» Raw data
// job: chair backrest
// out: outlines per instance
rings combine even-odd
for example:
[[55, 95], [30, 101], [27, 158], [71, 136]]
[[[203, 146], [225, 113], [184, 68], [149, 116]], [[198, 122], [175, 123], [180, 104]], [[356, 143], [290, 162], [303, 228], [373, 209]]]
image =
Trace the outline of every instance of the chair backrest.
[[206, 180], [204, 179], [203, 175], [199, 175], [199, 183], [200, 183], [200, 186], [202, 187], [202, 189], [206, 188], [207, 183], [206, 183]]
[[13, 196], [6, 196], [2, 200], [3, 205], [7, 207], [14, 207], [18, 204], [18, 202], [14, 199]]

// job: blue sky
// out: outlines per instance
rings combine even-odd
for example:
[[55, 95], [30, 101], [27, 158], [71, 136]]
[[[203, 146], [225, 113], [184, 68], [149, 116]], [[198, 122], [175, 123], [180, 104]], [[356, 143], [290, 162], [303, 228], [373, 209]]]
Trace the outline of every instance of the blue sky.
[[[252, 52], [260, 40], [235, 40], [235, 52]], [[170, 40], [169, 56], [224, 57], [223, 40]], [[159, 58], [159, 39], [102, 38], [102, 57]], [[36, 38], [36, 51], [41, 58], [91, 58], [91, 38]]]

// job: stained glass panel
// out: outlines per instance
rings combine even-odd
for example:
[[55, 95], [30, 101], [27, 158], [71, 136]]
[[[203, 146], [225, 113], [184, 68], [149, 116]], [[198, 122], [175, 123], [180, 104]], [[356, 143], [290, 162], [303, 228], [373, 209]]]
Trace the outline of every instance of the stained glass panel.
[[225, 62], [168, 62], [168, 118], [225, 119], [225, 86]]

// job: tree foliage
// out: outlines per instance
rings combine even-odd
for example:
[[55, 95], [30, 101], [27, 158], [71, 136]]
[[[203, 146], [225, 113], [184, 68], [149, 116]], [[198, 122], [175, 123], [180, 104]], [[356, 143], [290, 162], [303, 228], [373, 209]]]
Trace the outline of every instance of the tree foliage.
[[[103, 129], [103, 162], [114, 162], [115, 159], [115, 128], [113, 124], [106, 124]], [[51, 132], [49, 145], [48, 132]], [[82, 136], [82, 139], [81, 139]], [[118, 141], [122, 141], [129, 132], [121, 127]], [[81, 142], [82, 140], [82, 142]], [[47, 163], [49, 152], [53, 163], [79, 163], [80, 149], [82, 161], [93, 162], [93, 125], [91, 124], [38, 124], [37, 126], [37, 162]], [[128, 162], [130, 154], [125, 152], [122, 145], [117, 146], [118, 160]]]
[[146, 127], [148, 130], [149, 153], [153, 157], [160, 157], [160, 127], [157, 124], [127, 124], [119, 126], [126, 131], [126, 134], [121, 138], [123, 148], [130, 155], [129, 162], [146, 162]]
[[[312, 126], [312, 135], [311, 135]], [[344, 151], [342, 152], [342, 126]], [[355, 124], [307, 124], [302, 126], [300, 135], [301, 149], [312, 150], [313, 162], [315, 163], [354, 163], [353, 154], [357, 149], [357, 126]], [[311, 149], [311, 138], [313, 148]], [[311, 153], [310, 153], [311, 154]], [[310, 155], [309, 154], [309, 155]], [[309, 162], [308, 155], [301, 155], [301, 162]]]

» Your goal
Repeat every record, exactly as written.

» Written reply
// job: chair backrest
// out: outlines per instance
rings combine even-odd
for example:
[[55, 95], [30, 101], [27, 158], [71, 136]]
[[[203, 146], [225, 113], [184, 68], [149, 116]], [[198, 122], [175, 123], [180, 104]], [[356, 143], [290, 162], [303, 228], [373, 209]]]
image =
Trace the outline of every instance of the chair backrest.
[[206, 180], [204, 179], [203, 175], [199, 175], [199, 183], [200, 183], [200, 186], [202, 187], [202, 189], [206, 188], [207, 183], [206, 183]]
[[13, 196], [6, 196], [2, 200], [3, 205], [7, 207], [14, 207], [18, 204], [18, 202], [14, 199]]

// job: blue sky
// out: outlines per instance
rings combine even-odd
for example:
[[55, 95], [30, 101], [27, 158], [71, 136]]
[[[203, 146], [225, 113], [184, 68], [149, 116]], [[198, 122], [175, 123], [180, 104]], [[356, 143], [290, 162], [303, 228], [373, 209]]]
Trace the outline of every instance of the blue sky.
[[[252, 52], [260, 40], [235, 40], [235, 52]], [[170, 40], [169, 56], [224, 57], [223, 40]], [[159, 58], [159, 39], [102, 38], [102, 57]], [[36, 38], [36, 51], [41, 58], [91, 58], [91, 38]]]

// job: stained glass panel
// out: outlines per instance
rings combine even-odd
for example:
[[55, 95], [30, 101], [27, 158], [71, 136]]
[[[203, 146], [225, 113], [184, 68], [149, 116]], [[198, 122], [175, 123], [180, 104]], [[356, 143], [290, 162], [303, 228], [373, 209]]]
Trace the outline of every instance of the stained glass panel.
[[225, 62], [168, 62], [168, 118], [225, 119], [225, 86]]

// job: tree foliage
// out: outlines per instance
rings combine even-odd
for example:
[[55, 95], [30, 101], [27, 158], [71, 136]]
[[[203, 146], [225, 113], [184, 68], [149, 116]], [[198, 122], [175, 123], [180, 104]], [[356, 143], [290, 162], [303, 228], [373, 209]]]
Trace the outline of every instance of the tree foliage.
[[[103, 129], [103, 162], [114, 162], [115, 159], [115, 128], [113, 124], [106, 124]], [[51, 132], [49, 145], [48, 132]], [[82, 136], [82, 139], [81, 139]], [[118, 141], [122, 141], [129, 132], [121, 127]], [[81, 142], [82, 140], [82, 142]], [[47, 163], [49, 152], [53, 163], [79, 163], [80, 149], [82, 161], [93, 162], [93, 125], [91, 124], [38, 124], [37, 126], [37, 162]], [[128, 162], [130, 154], [125, 152], [122, 145], [117, 146], [118, 160]]]
[[146, 127], [148, 130], [149, 153], [153, 157], [160, 157], [160, 127], [157, 124], [127, 124], [119, 126], [126, 131], [126, 134], [121, 138], [123, 148], [130, 155], [129, 162], [146, 162]]
[[[312, 126], [312, 135], [311, 135]], [[344, 151], [342, 152], [342, 126]], [[355, 124], [307, 124], [302, 126], [300, 135], [301, 149], [312, 150], [313, 162], [315, 163], [354, 163], [353, 154], [357, 149], [357, 126]], [[311, 149], [311, 138], [313, 148]], [[311, 153], [310, 153], [311, 154]], [[310, 155], [309, 154], [309, 155]], [[309, 162], [308, 155], [301, 155], [301, 162]]]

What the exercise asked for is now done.